_Goal_
Swap every "Practice step" in the data below for "Training step" and change nothing else. Leave the pictures out of your answer.

Records taken from a collection
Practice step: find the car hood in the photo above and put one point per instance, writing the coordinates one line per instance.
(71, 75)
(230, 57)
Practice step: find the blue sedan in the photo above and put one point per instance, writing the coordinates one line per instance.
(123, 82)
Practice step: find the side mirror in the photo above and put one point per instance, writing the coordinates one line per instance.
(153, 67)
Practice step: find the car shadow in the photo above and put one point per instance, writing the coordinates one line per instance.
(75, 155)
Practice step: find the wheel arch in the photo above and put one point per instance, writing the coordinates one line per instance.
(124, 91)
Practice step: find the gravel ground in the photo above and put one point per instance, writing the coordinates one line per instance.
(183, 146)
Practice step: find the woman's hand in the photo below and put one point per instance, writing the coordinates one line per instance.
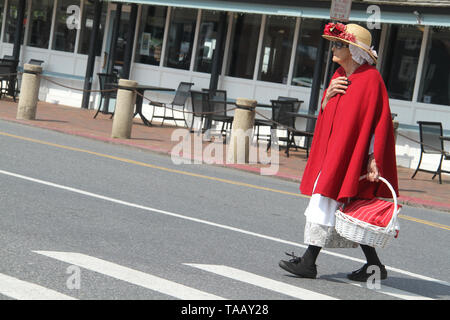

_Solution to the problem_
Training step: find the car hood in the photo above and put one point per instance, writing the coordinates one line per instance.
(71, 75)
(230, 57)
Training step: find the blue sedan in the photo above and put one point per instance, writing the coordinates one line per instance.
(123, 82)
Training step: find the side mirror in the photo above and put one point per instance, writing the coordinates one line per instance.
(153, 67)
Training step: find the car shadow in the photo above and put one point per instance, writing the coordinates one line per instance.
(75, 155)
Training step: find the wheel arch in the photo above and put one point per instance, writing the coordinates one line per instance.
(124, 91)
Training step: find the gravel ground in the photo above and put one point per instance, writing the coordinates one line per instance.
(183, 146)
Training step: find the woman's hand in the photo below and put one point per instance, writing the coordinates one line per instance.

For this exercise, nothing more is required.